Well that is quite a wild story indeed. It might leave some of you feeling awe and wonder at the glory and power of God. It might leave others of you feeling deeply uncomfortable. Perhaps like me you feel a bit of both.
In the newsletter I quoted James Hopkins from feasting on the word who suggests that we need to “approach this story with humility and care.” He says, in our reading, “it is best to let it raise questions in our minds rather than superiority in our hearts.” I think this is something we should probably always do but perhaps especially with stories that might tempt us to fall into, “my God is better than your God” type thinking. In a world in which the violent sacred remains horribly active, perhaps on the rise, as is the case with Christian nationalism, it is imperative that people of different faiths respect each other. In a world where the divisions between the so called right and left continue to grow and ideological purity in our churches and communities seems to be more important than welcome we should resist the temptation to just assume people who think differently to us are either stupid or evil.
However, I believe there is more to be learned from this story than just “my faith is better than your faith,” type thinking. As always context helps and so a little recap again on the story so far.

TO DO:
- A) In the sermon excerpt, whom did the speaker quote in the newsletter?
- B) List every feeling the sermon excerpt says the story might leave its hearers with.

INFORMATION GIVEN:

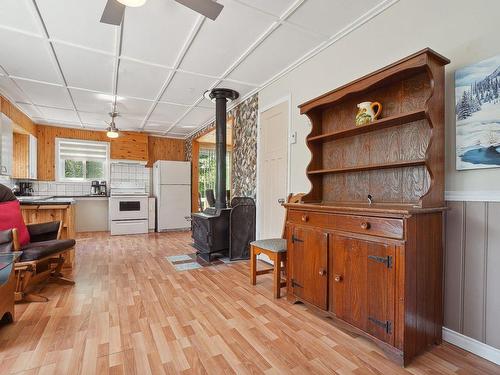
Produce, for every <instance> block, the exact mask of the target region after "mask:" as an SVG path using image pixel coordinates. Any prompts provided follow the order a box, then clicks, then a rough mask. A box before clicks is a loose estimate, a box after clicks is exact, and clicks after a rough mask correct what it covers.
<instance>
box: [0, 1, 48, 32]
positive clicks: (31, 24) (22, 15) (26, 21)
mask: <svg viewBox="0 0 500 375" xmlns="http://www.w3.org/2000/svg"><path fill="white" fill-rule="evenodd" d="M0 25H2V26H7V27H13V28H15V29H18V30H23V31H27V32H29V33H34V34H37V35H42V34H43V30H42V29H41V25H40V22H39V21H38V20H37V15H36V13H35V10H34V8H33V3H32V2H31V0H1V1H0Z"/></svg>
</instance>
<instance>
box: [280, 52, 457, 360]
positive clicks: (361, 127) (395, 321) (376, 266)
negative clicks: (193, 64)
mask: <svg viewBox="0 0 500 375" xmlns="http://www.w3.org/2000/svg"><path fill="white" fill-rule="evenodd" d="M448 63H449V60H448V59H446V58H444V57H443V56H441V55H439V54H437V53H436V52H434V51H432V50H430V49H425V50H422V51H420V52H417V53H415V54H413V55H411V56H408V57H407V58H405V59H402V60H400V61H397V62H396V63H394V64H391V65H389V66H387V67H386V68H383V69H380V70H378V71H376V72H374V73H372V74H369V75H367V76H365V77H362V78H360V79H358V80H356V81H354V82H351V83H349V84H347V85H345V86H342V87H340V88H338V89H336V90H334V91H331V92H329V93H327V94H324V95H322V96H320V97H318V98H316V99H313V100H311V101H308V102H306V103H304V104H302V105H300V106H299V108H300V111H301V113H302V114H306V115H307V116H308V117H309V119H310V120H311V122H312V131H311V133H310V134H309V136H308V138H307V145H308V147H309V149H310V150H311V153H312V159H311V162H310V164H309V166H308V167H307V177H308V178H309V180H310V181H311V184H312V188H311V191H310V192H309V193H308V194H307V195H305V196H304V197H303V201H302V202H301V203H296V204H285V207H286V208H287V221H286V226H287V231H286V233H287V241H288V259H287V267H288V272H287V287H288V299H289V300H291V301H292V302H296V301H302V302H304V303H306V304H308V305H309V306H315V307H316V308H317V309H316V311H318V309H319V311H324V312H326V314H327V315H328V316H331V317H332V318H333V319H334V320H335V321H336V322H337V323H339V324H341V325H342V326H343V327H345V328H347V329H350V330H353V331H355V332H356V333H359V334H362V335H364V336H366V337H368V338H370V339H372V340H373V341H374V342H375V343H377V344H378V345H379V346H380V347H381V348H382V349H383V350H384V351H385V353H386V354H387V355H388V357H390V358H391V359H392V360H394V361H396V362H397V363H399V364H401V365H405V364H407V363H408V362H409V361H410V360H411V359H412V358H413V357H414V356H415V355H417V354H419V353H420V352H422V351H424V350H425V349H426V348H428V347H429V346H431V345H433V344H439V343H440V342H441V329H442V321H443V303H442V300H443V286H442V284H443V273H442V268H443V221H442V220H443V212H444V210H445V207H444V206H445V203H444V66H445V65H446V64H448ZM365 101H378V102H380V103H382V106H383V110H382V116H381V118H380V119H378V120H375V121H374V122H372V123H370V124H367V125H361V126H356V125H355V116H356V112H357V107H356V105H357V104H358V103H361V102H365ZM369 196H370V197H371V201H372V202H371V203H369Z"/></svg>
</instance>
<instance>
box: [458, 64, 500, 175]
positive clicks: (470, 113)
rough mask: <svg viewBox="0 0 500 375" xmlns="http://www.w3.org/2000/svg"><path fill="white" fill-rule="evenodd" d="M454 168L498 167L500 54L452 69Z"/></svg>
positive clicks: (499, 99) (499, 85)
mask: <svg viewBox="0 0 500 375" xmlns="http://www.w3.org/2000/svg"><path fill="white" fill-rule="evenodd" d="M455 115H456V125H457V126H456V129H457V169H459V170H463V169H477V168H495V167H500V55H498V56H495V57H492V58H489V59H487V60H483V61H481V62H478V63H476V64H474V65H470V66H468V67H465V68H463V69H460V70H457V71H456V72H455Z"/></svg>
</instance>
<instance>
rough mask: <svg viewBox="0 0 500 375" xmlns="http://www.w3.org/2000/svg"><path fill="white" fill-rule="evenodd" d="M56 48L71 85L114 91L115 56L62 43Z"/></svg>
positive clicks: (72, 85)
mask: <svg viewBox="0 0 500 375" xmlns="http://www.w3.org/2000/svg"><path fill="white" fill-rule="evenodd" d="M55 50H56V53H57V57H58V59H59V63H60V64H61V68H62V71H63V73H64V76H65V77H66V81H67V82H68V85H69V86H73V87H81V88H84V89H89V90H95V91H102V92H112V86H113V71H114V69H113V67H114V57H113V56H110V55H105V54H102V53H97V52H93V51H89V50H85V49H81V48H77V47H73V46H68V45H66V44H60V43H55Z"/></svg>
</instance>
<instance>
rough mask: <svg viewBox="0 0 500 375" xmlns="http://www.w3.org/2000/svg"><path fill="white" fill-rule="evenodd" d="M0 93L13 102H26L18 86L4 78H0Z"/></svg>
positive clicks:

SOLVED PROBLEMS:
- A) James Hopkins, from feasting on the word.

- B) Awe, wonder, and feeling deeply uncomfortable.